WORK TO BE COMPLETED:
How many lines in the data below contain the string "trace"? State that number only.

---------- PROVIDED RECORDS

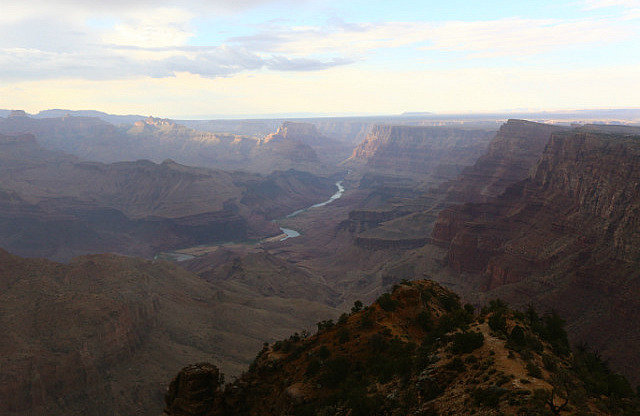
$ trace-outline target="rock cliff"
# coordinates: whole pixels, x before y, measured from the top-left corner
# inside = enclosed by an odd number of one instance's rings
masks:
[[[432,236],[456,273],[560,310],[574,339],[637,382],[640,136],[597,130],[552,134],[529,178],[486,203],[445,209]]]
[[[265,149],[273,148],[291,160],[307,164],[321,161],[329,166],[342,162],[352,150],[344,142],[321,135],[314,124],[292,121],[283,122],[261,143],[266,145]]]
[[[487,130],[375,126],[350,161],[368,171],[449,179],[484,153],[491,136]]]
[[[487,152],[443,187],[451,202],[483,202],[507,186],[525,179],[542,155],[553,132],[564,127],[526,120],[508,120],[500,127]]]

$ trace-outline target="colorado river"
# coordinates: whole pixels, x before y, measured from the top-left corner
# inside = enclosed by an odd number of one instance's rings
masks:
[[[336,191],[336,193],[335,193],[335,194],[331,195],[331,198],[327,199],[327,200],[326,200],[326,201],[324,201],[324,202],[320,202],[320,203],[318,203],[318,204],[311,205],[310,207],[302,208],[302,209],[299,209],[299,210],[297,210],[297,211],[293,211],[291,214],[287,215],[285,218],[293,218],[293,217],[295,217],[296,215],[298,215],[298,214],[302,214],[303,212],[306,212],[306,211],[308,211],[308,210],[310,210],[310,209],[312,209],[312,208],[319,208],[319,207],[323,207],[323,206],[325,206],[325,205],[328,205],[328,204],[332,203],[332,202],[333,202],[333,201],[335,201],[336,199],[339,199],[339,198],[342,196],[342,194],[344,193],[344,186],[342,186],[342,181],[338,181],[338,182],[336,182],[336,187],[338,188],[338,190]],[[299,237],[299,236],[300,236],[300,233],[299,233],[299,232],[297,232],[296,230],[292,230],[292,229],[290,229],[290,228],[283,228],[283,227],[280,227],[280,230],[281,230],[283,233],[285,233],[285,234],[286,234],[286,236],[285,236],[285,237],[282,237],[282,238],[280,239],[280,241],[284,241],[284,240],[286,240],[287,238],[295,238],[295,237]]]
[[[283,219],[293,218],[296,215],[301,214],[301,213],[303,213],[305,211],[308,211],[308,210],[313,209],[313,208],[323,207],[325,205],[328,205],[328,204],[332,203],[336,199],[339,199],[342,196],[342,194],[344,193],[344,186],[342,186],[342,181],[336,182],[336,187],[338,188],[338,190],[336,191],[335,194],[331,195],[331,198],[327,199],[324,202],[320,202],[318,204],[311,205],[310,207],[306,207],[306,208],[302,208],[302,209],[299,209],[297,211],[294,211],[291,214],[289,214],[286,217],[284,217]],[[298,231],[292,230],[291,228],[280,227],[280,231],[282,231],[282,233],[285,234],[285,236],[282,237],[280,239],[280,241],[284,241],[287,238],[295,238],[295,237],[299,237],[300,236],[300,233]],[[272,238],[277,238],[277,236],[276,237],[272,237]],[[199,249],[199,250],[194,250],[194,249],[198,249],[199,247],[202,247],[202,248]],[[203,253],[206,253],[206,252],[207,252],[207,246],[189,247],[189,248],[182,249],[182,250],[158,253],[158,254],[155,255],[154,259],[165,259],[165,260],[171,260],[171,261],[186,261],[186,260],[194,259],[194,258],[196,258],[196,257],[198,257],[200,255],[203,255]]]

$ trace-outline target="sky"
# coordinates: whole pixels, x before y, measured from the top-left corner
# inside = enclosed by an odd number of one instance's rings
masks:
[[[640,0],[0,0],[0,108],[640,108]]]

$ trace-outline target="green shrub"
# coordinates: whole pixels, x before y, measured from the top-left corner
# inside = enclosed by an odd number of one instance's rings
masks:
[[[360,328],[361,329],[371,329],[371,328],[373,328],[374,324],[375,324],[375,322],[373,321],[373,318],[371,317],[370,310],[365,312],[362,315],[362,318],[360,319]]]
[[[327,348],[326,345],[321,346],[318,349],[318,358],[321,360],[326,360],[329,357],[331,357],[331,351],[329,351],[329,348]]]
[[[369,346],[371,347],[371,351],[377,354],[386,351],[387,348],[389,348],[389,343],[384,335],[378,333],[371,335],[369,338]]]
[[[533,361],[527,362],[527,374],[531,377],[542,378],[542,370]]]
[[[487,388],[478,387],[473,391],[471,396],[477,404],[495,408],[498,407],[500,399],[507,391],[507,389],[499,386],[489,386]]]
[[[464,362],[460,359],[460,357],[455,357],[453,360],[448,362],[444,368],[451,371],[456,371],[458,373],[463,372],[466,369]]]
[[[433,318],[428,311],[422,311],[416,317],[416,323],[424,331],[431,331],[433,329]]]
[[[351,308],[351,313],[358,313],[362,310],[362,302],[357,300],[353,302],[353,307]]]
[[[451,351],[454,354],[467,354],[484,344],[484,336],[480,332],[458,332],[453,336]]]
[[[511,330],[511,334],[509,334],[509,341],[518,346],[523,346],[526,342],[524,329],[520,325],[516,325]]]
[[[323,332],[333,328],[335,324],[333,323],[333,319],[329,319],[320,321],[316,325],[318,326],[318,332]]]
[[[305,374],[307,377],[313,377],[318,373],[318,370],[320,370],[320,361],[314,358],[309,360],[309,365],[307,365],[307,371]]]
[[[494,312],[489,317],[488,324],[489,328],[496,332],[505,333],[507,331],[507,320],[505,319],[502,312]]]
[[[340,328],[336,335],[338,336],[338,342],[340,344],[344,344],[345,342],[349,341],[350,336],[349,330],[347,328]]]
[[[389,293],[385,293],[380,296],[376,302],[382,309],[387,312],[393,312],[398,307],[398,302],[396,300],[393,300]]]
[[[338,387],[349,375],[350,366],[350,360],[344,356],[329,360],[326,362],[324,372],[320,375],[318,381],[328,388]]]
[[[447,293],[440,297],[440,303],[447,312],[460,309],[460,298],[455,293]]]
[[[554,372],[558,369],[558,360],[553,355],[542,354],[542,365],[545,370]]]

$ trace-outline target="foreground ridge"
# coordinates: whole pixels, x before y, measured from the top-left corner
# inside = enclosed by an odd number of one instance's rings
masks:
[[[638,398],[564,321],[494,300],[475,313],[431,281],[404,281],[369,307],[355,302],[315,335],[265,343],[224,385],[207,363],[184,368],[165,414],[637,414]]]

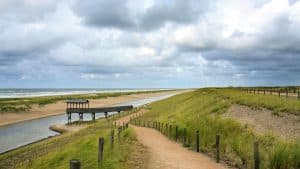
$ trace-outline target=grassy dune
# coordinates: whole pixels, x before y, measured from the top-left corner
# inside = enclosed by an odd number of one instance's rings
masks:
[[[286,99],[275,95],[255,95],[238,89],[211,89],[211,91],[237,104],[267,108],[275,114],[286,112],[300,115],[300,101],[297,99]]]
[[[150,112],[141,120],[172,125],[172,137],[175,137],[175,125],[179,126],[179,135],[182,135],[183,129],[186,128],[188,143],[185,146],[193,150],[196,130],[199,130],[200,149],[211,156],[214,156],[215,137],[218,133],[221,137],[221,159],[234,166],[253,168],[253,143],[258,140],[261,168],[297,169],[300,167],[299,141],[280,140],[272,135],[258,136],[248,126],[220,116],[233,103],[293,111],[298,110],[297,106],[300,103],[291,101],[292,103],[284,105],[287,100],[277,98],[272,102],[265,100],[266,98],[273,99],[272,96],[248,96],[229,89],[201,89],[151,104]]]
[[[61,96],[42,96],[28,98],[0,98],[0,112],[24,112],[31,109],[33,104],[46,105],[67,99],[101,99],[107,97],[118,97],[130,94],[146,94],[162,92],[166,90],[138,91],[138,92],[113,92],[113,93],[96,93],[96,94],[79,94],[79,95],[61,95]]]
[[[80,159],[83,169],[127,169],[129,165],[135,164],[130,159],[136,145],[134,133],[131,129],[123,131],[121,142],[115,136],[115,144],[111,148],[109,144],[111,122],[111,119],[97,120],[95,124],[79,132],[60,135],[0,155],[0,168],[64,169],[69,168],[69,160],[75,158]],[[100,136],[105,138],[102,167],[97,163]]]

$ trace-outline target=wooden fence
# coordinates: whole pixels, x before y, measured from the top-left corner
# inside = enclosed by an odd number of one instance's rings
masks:
[[[296,89],[291,91],[288,89],[259,89],[259,88],[242,88],[243,91],[247,93],[253,94],[263,94],[263,95],[277,95],[278,97],[286,97],[286,98],[297,98],[300,100],[300,91]]]
[[[121,126],[117,126],[115,123],[115,126],[112,128],[111,133],[110,133],[110,140],[109,140],[109,144],[110,144],[110,148],[113,148],[114,146],[114,142],[115,142],[115,130],[117,130],[117,137],[118,137],[118,141],[121,142],[122,136],[121,133],[122,131],[126,130],[128,128],[128,123],[123,123],[123,125]],[[98,140],[98,165],[102,166],[103,161],[105,160],[104,157],[104,137],[99,137]],[[69,161],[69,165],[70,165],[70,169],[80,169],[81,168],[81,162],[79,159],[71,159]]]
[[[141,127],[148,127],[148,128],[154,128],[157,131],[164,134],[166,137],[169,137],[171,140],[182,143],[183,146],[188,146],[189,143],[187,143],[187,129],[181,128],[178,125],[170,125],[168,123],[162,123],[158,121],[141,121],[140,119],[131,119],[131,123],[133,125],[141,126]],[[195,151],[200,152],[200,136],[201,133],[199,130],[194,131],[195,132]],[[220,152],[220,142],[222,141],[222,136],[220,134],[216,134],[215,137],[215,154],[214,158],[216,159],[216,162],[220,162],[221,152]],[[260,166],[260,157],[259,157],[259,144],[257,141],[253,144],[253,159],[254,159],[254,169],[259,169]]]

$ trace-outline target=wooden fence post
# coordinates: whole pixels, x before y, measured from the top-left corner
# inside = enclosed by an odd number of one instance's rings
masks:
[[[172,125],[169,126],[169,137],[172,138]]]
[[[139,126],[141,126],[141,120],[139,120]]]
[[[121,127],[118,127],[118,140],[121,141]]]
[[[220,162],[220,135],[216,135],[216,158],[217,158],[217,163]]]
[[[168,135],[168,123],[166,124],[165,134]]]
[[[98,162],[102,163],[103,161],[103,149],[104,149],[104,138],[99,138],[99,147],[98,147]]]
[[[258,142],[254,142],[254,169],[259,169],[260,159],[259,159],[259,147]]]
[[[80,161],[77,159],[70,160],[70,169],[80,169]]]
[[[280,97],[280,90],[278,91],[278,96]]]
[[[111,147],[113,147],[114,145],[114,140],[115,140],[115,130],[111,130],[111,133],[110,133],[110,145]]]
[[[200,151],[200,144],[199,144],[199,130],[196,132],[196,151]]]
[[[183,129],[183,145],[186,144],[186,128]]]
[[[298,92],[298,100],[300,99],[300,92]]]
[[[289,96],[289,91],[286,90],[285,97],[288,98],[288,96]]]
[[[266,90],[264,90],[264,95],[266,94]]]
[[[160,131],[160,122],[158,122],[158,131]]]
[[[175,128],[175,139],[178,141],[178,126]]]

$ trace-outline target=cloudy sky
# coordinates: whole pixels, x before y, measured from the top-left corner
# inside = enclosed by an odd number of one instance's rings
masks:
[[[0,87],[296,84],[297,0],[0,1]]]

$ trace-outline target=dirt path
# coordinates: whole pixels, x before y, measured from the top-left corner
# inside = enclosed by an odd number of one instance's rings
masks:
[[[132,115],[131,115],[132,116]],[[128,122],[131,116],[117,121],[117,124]],[[147,147],[150,157],[148,169],[226,169],[223,164],[217,164],[213,159],[175,143],[160,132],[144,127],[132,126],[137,140]]]

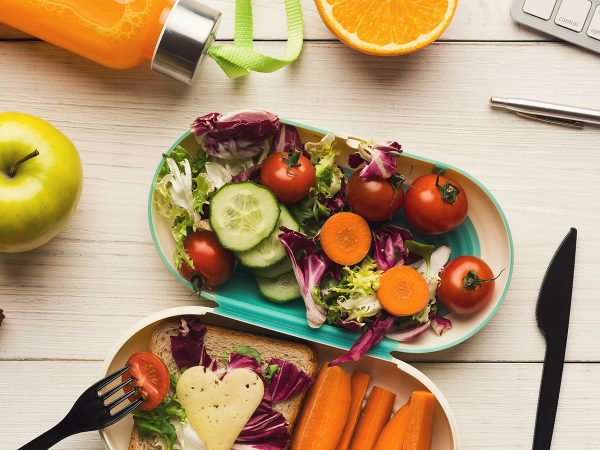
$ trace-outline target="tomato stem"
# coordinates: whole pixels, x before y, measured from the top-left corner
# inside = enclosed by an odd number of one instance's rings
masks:
[[[399,173],[395,173],[390,177],[390,184],[392,185],[392,189],[394,190],[394,196],[392,197],[392,201],[390,202],[388,208],[391,208],[392,205],[396,202],[398,198],[398,191],[402,189],[404,182],[406,181],[406,177],[404,175],[400,175]]]
[[[287,164],[287,174],[290,177],[296,176],[295,173],[292,173],[292,169],[294,167],[300,167],[302,165],[302,164],[300,164],[300,155],[301,155],[301,152],[299,152],[299,151],[288,150],[287,158],[285,156],[283,157],[283,162]]]
[[[29,161],[31,158],[35,158],[36,156],[38,156],[40,154],[39,151],[34,150],[31,153],[29,153],[28,155],[23,156],[21,159],[19,159],[17,162],[15,162],[10,169],[8,169],[8,176],[10,178],[14,178],[15,175],[17,174],[17,169],[18,167],[23,164],[25,161]]]
[[[477,286],[480,286],[484,283],[489,283],[490,281],[495,281],[498,279],[498,277],[500,275],[502,275],[502,272],[504,272],[504,269],[502,269],[500,271],[500,273],[498,275],[496,275],[494,278],[490,278],[489,280],[482,280],[481,278],[479,278],[479,275],[477,275],[477,272],[474,270],[469,270],[467,272],[467,274],[465,275],[465,277],[463,278],[463,287],[465,289],[469,289],[471,291],[475,290],[475,288],[477,288]]]
[[[458,186],[450,183],[449,181],[445,181],[443,186],[440,185],[440,174],[438,174],[435,179],[435,187],[437,187],[438,191],[440,191],[442,200],[444,200],[446,203],[450,203],[451,205],[456,202],[456,197],[458,197],[458,194],[460,194],[460,189]]]
[[[202,290],[202,286],[204,286],[204,280],[197,273],[192,275],[192,278],[190,278],[190,283],[192,283],[192,288],[194,288],[194,294],[199,294]]]

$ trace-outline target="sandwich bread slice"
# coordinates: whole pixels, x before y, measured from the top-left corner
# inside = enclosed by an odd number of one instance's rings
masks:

--------------------

THE ANSWER:
12